▸ **What the task asks**
Work out how many lines in these entries include the string "target", and give only that figure.

Stored data

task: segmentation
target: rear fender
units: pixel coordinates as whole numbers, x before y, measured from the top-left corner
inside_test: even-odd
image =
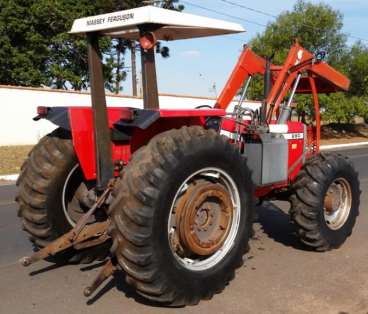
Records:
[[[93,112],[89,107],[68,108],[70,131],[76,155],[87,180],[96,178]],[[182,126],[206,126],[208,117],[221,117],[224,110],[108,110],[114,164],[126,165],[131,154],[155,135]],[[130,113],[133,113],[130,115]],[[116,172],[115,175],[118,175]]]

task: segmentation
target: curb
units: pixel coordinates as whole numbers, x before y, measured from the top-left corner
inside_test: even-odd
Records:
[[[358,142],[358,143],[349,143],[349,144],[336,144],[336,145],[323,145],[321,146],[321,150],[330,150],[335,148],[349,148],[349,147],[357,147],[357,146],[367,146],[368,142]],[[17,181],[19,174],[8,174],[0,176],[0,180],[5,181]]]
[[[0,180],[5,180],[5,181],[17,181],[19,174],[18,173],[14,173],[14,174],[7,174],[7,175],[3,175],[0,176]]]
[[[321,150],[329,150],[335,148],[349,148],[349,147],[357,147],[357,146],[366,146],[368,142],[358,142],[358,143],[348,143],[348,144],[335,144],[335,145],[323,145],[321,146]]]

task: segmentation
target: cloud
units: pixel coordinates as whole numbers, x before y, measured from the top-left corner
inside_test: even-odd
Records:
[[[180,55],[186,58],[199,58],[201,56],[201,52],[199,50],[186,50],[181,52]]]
...
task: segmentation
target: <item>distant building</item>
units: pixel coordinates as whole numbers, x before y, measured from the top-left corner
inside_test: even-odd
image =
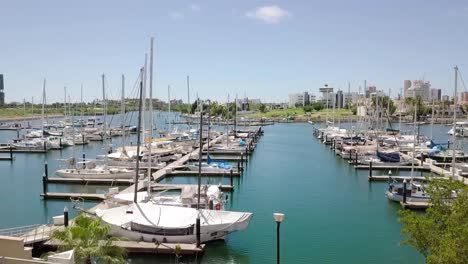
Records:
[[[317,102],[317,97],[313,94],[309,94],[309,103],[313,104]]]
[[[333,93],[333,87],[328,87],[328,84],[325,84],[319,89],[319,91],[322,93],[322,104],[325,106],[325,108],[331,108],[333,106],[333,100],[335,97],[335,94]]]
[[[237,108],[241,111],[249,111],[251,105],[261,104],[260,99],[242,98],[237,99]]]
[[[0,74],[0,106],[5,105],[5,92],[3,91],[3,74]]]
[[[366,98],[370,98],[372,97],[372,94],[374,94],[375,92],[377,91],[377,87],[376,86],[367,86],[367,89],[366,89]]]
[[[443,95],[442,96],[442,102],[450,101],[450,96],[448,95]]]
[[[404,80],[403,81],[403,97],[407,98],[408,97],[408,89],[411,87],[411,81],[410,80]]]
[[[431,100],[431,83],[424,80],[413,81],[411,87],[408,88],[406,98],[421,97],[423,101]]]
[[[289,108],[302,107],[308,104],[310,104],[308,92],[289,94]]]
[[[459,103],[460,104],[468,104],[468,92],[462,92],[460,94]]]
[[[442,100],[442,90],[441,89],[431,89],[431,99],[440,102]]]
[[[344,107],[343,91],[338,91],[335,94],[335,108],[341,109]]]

▸ **Output of the task**
4